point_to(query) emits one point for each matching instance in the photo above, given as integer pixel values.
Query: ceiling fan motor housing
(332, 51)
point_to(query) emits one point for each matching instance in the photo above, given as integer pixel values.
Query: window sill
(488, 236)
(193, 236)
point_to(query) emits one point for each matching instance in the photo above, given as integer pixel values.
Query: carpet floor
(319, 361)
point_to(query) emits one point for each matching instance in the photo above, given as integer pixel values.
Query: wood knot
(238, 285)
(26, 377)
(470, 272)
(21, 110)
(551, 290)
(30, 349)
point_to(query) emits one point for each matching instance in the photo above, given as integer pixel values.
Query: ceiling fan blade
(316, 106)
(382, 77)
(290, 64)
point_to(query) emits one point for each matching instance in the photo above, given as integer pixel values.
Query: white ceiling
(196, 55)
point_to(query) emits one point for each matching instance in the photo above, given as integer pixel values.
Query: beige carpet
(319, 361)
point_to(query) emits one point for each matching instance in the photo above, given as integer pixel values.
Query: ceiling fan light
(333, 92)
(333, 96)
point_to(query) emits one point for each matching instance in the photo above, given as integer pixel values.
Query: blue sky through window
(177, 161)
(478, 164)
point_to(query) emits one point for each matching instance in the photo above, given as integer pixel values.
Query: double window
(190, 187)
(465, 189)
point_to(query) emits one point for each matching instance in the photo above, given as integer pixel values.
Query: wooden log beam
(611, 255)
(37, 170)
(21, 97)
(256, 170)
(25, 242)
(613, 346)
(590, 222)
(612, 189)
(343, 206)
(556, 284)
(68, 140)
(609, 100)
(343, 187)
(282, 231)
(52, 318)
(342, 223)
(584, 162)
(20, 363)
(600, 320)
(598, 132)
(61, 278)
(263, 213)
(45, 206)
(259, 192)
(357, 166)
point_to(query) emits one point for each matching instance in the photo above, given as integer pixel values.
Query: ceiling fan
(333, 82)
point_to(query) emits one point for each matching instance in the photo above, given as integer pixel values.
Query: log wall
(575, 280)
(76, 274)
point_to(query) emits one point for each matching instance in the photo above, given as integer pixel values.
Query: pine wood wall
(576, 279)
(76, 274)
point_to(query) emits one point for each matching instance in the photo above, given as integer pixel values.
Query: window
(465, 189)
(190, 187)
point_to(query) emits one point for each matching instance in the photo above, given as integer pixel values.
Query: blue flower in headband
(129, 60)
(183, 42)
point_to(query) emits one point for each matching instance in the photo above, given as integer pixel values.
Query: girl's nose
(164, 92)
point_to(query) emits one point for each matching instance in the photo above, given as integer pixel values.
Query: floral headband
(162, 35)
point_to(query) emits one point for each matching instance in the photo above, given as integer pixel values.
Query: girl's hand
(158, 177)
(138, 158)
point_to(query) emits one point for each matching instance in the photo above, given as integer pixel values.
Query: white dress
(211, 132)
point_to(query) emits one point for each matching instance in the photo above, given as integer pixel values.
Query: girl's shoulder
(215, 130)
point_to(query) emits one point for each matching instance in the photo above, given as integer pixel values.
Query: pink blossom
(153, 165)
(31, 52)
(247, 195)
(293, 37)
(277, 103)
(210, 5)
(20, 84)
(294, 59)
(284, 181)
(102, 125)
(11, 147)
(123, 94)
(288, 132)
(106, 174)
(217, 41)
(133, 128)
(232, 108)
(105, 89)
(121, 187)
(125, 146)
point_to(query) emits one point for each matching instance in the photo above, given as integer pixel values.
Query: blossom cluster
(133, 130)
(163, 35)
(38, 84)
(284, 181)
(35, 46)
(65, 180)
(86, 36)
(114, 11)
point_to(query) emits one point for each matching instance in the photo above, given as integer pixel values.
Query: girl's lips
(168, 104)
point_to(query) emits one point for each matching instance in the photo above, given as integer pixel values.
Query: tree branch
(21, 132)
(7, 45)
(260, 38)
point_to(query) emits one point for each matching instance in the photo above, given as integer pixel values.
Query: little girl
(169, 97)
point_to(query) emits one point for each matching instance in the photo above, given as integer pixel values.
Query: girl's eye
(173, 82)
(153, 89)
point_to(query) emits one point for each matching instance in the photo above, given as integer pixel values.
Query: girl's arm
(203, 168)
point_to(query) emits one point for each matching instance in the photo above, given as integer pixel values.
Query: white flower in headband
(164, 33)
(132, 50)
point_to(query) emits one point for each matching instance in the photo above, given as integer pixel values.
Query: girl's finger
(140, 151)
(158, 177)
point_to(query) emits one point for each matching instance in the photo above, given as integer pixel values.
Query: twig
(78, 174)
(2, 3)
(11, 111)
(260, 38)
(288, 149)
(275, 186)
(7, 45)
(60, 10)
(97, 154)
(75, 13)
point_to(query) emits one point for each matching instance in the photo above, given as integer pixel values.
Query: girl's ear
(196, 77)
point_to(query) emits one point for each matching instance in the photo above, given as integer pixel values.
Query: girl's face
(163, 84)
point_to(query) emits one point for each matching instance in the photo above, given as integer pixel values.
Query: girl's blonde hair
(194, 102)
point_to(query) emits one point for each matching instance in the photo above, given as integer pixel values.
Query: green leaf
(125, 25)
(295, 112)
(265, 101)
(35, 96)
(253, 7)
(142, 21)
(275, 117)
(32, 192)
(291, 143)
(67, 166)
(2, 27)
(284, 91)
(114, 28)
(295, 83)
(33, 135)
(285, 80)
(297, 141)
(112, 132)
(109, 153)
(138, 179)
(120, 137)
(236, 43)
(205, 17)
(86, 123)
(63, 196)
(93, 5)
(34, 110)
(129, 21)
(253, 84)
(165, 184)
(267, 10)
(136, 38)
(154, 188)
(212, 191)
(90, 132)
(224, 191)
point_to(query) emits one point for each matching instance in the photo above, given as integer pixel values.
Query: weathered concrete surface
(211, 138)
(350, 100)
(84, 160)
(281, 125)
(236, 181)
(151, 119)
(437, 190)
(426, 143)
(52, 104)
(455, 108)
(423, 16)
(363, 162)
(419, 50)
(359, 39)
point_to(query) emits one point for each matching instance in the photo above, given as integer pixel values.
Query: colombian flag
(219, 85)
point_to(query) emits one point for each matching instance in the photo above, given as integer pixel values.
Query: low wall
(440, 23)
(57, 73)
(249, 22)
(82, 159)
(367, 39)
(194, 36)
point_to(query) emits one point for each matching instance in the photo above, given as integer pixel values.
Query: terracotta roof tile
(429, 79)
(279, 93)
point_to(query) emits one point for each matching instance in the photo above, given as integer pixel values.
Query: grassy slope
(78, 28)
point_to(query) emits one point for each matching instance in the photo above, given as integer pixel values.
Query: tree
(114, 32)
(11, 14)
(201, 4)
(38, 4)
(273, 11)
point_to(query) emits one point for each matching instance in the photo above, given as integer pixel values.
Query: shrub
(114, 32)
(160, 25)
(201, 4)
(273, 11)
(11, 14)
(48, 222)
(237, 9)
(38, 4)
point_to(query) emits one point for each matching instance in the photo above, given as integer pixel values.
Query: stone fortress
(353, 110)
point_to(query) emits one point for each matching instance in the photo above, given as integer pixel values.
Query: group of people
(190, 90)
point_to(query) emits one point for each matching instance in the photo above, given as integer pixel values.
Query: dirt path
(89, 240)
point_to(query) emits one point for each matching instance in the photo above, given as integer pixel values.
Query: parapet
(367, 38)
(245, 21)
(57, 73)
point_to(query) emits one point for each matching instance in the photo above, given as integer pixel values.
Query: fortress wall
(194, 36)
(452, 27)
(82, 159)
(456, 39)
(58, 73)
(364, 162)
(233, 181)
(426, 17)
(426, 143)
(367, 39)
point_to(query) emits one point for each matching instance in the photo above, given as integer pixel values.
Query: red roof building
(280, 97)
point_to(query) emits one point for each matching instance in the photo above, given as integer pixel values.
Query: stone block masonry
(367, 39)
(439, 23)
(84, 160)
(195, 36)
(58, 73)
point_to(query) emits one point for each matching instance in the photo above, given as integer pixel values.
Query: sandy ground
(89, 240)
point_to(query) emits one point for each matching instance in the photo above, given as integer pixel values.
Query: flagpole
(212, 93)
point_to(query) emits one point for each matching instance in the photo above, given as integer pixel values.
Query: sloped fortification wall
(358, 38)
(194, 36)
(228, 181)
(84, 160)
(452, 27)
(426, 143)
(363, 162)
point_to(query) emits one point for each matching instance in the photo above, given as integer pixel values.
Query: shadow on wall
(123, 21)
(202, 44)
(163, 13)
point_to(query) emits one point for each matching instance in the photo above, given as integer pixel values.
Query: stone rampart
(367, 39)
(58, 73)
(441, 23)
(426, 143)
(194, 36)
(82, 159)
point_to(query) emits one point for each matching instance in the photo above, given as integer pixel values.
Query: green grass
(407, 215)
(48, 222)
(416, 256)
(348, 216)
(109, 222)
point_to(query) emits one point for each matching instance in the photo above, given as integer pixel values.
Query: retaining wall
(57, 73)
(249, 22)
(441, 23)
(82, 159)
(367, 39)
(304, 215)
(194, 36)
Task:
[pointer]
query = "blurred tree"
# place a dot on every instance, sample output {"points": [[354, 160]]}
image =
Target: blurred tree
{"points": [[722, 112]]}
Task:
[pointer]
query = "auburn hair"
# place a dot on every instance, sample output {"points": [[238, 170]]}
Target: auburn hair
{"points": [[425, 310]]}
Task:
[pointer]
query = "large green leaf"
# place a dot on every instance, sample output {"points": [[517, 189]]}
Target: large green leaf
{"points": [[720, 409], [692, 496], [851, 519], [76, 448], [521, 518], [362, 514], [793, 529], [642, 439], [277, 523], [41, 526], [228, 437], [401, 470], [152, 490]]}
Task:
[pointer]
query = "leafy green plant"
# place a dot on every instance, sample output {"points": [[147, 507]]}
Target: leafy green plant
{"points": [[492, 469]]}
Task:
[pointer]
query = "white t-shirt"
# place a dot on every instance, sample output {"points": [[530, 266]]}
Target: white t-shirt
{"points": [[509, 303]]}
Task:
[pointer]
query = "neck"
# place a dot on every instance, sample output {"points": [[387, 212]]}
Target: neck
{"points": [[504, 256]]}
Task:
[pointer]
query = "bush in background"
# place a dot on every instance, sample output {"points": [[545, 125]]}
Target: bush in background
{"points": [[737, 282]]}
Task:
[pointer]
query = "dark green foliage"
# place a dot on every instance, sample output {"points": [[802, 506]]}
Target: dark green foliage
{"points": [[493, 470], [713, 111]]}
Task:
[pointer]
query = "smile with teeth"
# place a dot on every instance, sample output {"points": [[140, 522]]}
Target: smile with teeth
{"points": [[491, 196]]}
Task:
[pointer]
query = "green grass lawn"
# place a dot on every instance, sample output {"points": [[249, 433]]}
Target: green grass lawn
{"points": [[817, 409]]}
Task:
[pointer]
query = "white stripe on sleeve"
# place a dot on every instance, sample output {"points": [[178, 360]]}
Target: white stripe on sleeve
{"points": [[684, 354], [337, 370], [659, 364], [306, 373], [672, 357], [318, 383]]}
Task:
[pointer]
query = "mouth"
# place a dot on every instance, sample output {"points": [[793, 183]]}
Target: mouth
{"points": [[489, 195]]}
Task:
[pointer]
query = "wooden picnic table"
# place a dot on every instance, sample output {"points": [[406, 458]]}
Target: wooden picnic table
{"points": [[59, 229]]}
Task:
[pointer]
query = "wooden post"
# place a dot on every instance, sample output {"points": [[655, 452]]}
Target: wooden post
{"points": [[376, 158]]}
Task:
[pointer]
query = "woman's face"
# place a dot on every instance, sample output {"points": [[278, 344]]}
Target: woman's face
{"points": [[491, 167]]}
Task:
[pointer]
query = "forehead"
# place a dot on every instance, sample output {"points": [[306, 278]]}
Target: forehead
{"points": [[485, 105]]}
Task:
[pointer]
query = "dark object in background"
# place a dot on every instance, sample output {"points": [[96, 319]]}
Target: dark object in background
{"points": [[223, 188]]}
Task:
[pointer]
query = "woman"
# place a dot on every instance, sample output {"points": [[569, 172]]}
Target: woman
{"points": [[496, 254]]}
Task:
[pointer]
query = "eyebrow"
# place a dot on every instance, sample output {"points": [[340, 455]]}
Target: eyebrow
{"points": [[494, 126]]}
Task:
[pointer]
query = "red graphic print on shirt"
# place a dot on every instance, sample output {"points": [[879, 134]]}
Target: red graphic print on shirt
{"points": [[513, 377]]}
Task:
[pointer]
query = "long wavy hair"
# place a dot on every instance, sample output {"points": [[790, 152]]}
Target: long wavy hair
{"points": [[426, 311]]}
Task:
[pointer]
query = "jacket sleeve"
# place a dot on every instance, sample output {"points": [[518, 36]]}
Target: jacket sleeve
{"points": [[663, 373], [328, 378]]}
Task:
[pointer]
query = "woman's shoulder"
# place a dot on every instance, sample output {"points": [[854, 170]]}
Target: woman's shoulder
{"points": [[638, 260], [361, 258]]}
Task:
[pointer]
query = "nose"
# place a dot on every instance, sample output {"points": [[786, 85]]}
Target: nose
----------
◆ PROBLEM REQUIREMENTS: Set down, exactly and only, the lines running from the one holding "Target: jacket sleeve" through the end of the records above, both ends included.

◆ TASK SOLUTION:
Target: jacket sleeve
{"points": [[663, 373], [328, 378]]}
Task:
[pointer]
query = "woman's shoulder"
# place a dot on every instance, sample output {"points": [[854, 170]]}
Target: woman's shoulder
{"points": [[638, 260], [361, 258]]}
Task:
[pointer]
query = "nose"
# place a dot on every instance, sample output {"points": [[786, 85]]}
Target: nose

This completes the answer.